* **ABOUT THIS EXERCISE**
Among the entries below, copy every line that carries the word "paper".

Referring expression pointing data
Content starts
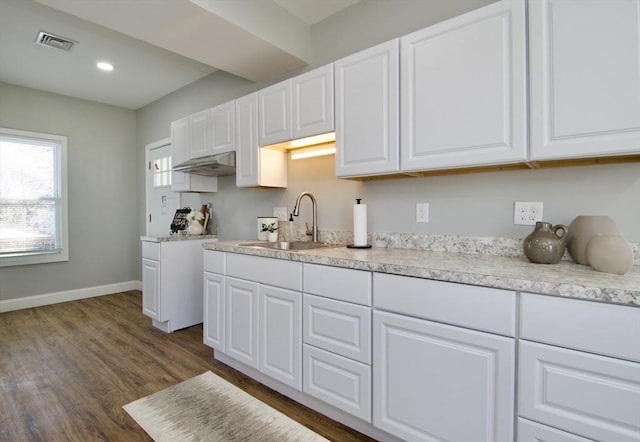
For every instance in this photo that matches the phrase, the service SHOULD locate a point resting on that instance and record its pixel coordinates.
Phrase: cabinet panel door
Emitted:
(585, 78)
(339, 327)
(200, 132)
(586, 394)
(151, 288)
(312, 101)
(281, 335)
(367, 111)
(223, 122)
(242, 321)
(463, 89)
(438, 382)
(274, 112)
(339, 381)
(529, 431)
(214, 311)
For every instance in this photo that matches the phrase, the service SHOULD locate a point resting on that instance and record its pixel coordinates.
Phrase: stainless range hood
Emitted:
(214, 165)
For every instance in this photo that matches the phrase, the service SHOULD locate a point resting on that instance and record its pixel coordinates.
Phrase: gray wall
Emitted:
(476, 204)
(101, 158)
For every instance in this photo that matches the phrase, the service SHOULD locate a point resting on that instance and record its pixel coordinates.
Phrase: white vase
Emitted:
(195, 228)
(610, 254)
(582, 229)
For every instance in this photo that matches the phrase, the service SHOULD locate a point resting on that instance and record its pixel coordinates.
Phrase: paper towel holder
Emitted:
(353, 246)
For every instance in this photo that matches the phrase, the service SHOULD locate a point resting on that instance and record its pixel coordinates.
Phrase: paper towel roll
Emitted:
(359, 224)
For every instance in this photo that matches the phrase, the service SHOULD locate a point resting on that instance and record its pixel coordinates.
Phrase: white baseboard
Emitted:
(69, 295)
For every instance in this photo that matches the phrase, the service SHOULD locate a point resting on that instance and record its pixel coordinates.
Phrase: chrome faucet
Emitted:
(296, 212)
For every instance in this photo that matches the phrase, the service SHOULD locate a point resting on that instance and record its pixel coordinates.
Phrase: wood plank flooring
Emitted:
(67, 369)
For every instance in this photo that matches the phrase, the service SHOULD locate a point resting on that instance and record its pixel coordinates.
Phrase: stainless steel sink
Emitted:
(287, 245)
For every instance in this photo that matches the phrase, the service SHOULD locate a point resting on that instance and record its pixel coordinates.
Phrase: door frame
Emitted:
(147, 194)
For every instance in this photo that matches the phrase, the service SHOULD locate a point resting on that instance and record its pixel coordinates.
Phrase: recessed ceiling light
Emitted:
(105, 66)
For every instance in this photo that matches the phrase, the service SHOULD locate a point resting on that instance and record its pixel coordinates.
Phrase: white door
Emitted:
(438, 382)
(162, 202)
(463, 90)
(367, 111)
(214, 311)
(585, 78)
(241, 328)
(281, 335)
Content ends
Content starts
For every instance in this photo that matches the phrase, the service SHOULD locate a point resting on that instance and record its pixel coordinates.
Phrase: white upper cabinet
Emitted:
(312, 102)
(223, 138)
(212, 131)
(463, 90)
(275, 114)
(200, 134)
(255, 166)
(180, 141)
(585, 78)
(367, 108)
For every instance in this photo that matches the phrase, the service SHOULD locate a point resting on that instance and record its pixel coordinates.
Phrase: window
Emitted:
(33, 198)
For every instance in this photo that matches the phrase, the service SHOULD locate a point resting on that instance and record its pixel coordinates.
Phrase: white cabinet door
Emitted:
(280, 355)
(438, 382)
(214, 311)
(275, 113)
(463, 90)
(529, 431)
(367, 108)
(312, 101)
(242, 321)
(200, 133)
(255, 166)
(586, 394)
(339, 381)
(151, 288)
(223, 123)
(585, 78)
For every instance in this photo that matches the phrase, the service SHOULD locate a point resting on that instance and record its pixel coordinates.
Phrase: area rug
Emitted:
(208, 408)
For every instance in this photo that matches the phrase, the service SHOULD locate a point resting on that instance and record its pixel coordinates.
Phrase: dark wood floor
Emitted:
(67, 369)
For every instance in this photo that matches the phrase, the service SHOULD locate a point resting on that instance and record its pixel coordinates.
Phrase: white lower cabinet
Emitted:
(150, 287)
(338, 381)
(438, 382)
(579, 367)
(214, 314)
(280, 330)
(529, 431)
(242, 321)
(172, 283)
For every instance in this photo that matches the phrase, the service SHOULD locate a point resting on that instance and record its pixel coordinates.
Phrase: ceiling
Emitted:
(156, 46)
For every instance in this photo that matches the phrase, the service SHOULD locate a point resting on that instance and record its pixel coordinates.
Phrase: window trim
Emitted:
Content ends
* **ANSWER AREA**
Phrase: paper towel holder
Phrase: paper towel roll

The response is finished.